Dataset items
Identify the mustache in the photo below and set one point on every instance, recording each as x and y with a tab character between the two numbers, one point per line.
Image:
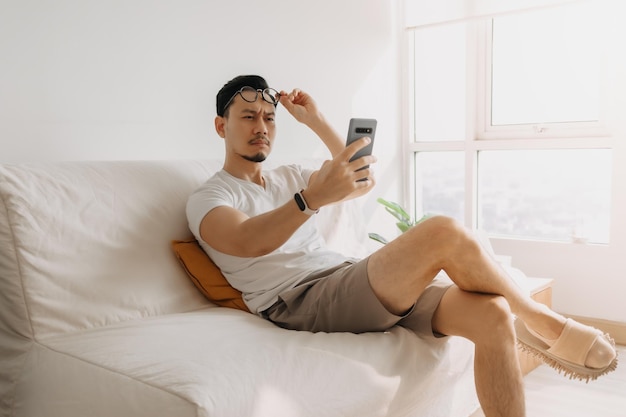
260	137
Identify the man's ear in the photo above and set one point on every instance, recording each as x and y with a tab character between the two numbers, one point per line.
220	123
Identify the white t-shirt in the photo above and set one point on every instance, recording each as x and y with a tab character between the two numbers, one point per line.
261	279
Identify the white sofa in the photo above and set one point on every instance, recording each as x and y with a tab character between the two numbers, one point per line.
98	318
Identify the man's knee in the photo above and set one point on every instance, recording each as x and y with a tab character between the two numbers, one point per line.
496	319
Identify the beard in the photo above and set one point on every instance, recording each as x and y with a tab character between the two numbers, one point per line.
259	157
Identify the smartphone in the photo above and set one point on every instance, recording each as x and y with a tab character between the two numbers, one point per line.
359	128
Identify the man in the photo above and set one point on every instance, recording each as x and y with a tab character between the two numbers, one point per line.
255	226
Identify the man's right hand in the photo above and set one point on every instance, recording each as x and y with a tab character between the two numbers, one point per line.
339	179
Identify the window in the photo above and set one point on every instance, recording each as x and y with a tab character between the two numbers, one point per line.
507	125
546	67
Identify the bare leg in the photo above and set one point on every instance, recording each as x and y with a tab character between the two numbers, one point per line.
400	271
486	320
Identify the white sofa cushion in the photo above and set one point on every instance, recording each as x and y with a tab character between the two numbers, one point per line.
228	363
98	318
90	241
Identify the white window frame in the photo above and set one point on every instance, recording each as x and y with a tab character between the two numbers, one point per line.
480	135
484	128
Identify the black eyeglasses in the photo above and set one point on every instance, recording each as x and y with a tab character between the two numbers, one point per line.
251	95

**TO BE DONE**
Write out every item above word for word, leaving out the pictures.

**EXPECTED ANSWER**
Identify the mustache in the photo below and set one point on every instance, recording each as x and y with a tab character between the two numbers, one point per line.
Image:
260	137
Identify the man's ear in the photo above and set one point on every instance, recording each as x and y with a tab character between the two numbers, one point per line.
220	123
Identify the white t-shirt in the photo above and set one point on every instance, recording each as x and y with a tab character between the two numbers, one point per line.
261	279
Identify the white sofa in the photo above and set one point on every instance, recording each as x and y with a tab character between the two numbers, one point per line.
98	318
Identify the man's knee in the photo above and set one point on every instance, recording each as x and y with a tab character between the two numbers, one point per line.
496	319
Identify the beard in the photo above and set one point on every instance, recording each as x and y with a tab character between the two numbers, one point per line.
259	157
Identify the smartphone in the photo above and set one point on every instance, recording each as x and y with a tab character between the two numbers, one point per line.
359	128
Identify the man in the photo above and set one point on every instance, recording each as x and y with a tab character between the two numbers, one point per line.
255	226
Identify the man's right hand in the photo above and set one point on every instance, recording each as x and y with a tab character between the two numbers, one point per line.
339	179
Identify the window in the photo above and set one point on every instance, recording each as x and y with a tab character between the two numbers, one point per line.
507	125
546	67
Identify the bare leg in the photo above and set one point on every instance, recording each as x and y with a tab character between the two numbers, one point per line.
400	271
486	320
Identify the white sofa cushion in the photo above and set one point on every instance, recording each as x and y with a tab character between the two numbers, one point per line.
228	363
98	318
90	241
Identify the white window frame in the photo above and set one point on every instance, recording each as x and y with a tab character between the two numbers, one point per line.
480	135
484	128
Identify the black eyeglasses in the photo above and set one point on every instance, recording each as x and y with a tab character between the two numbers, one point per line.
251	95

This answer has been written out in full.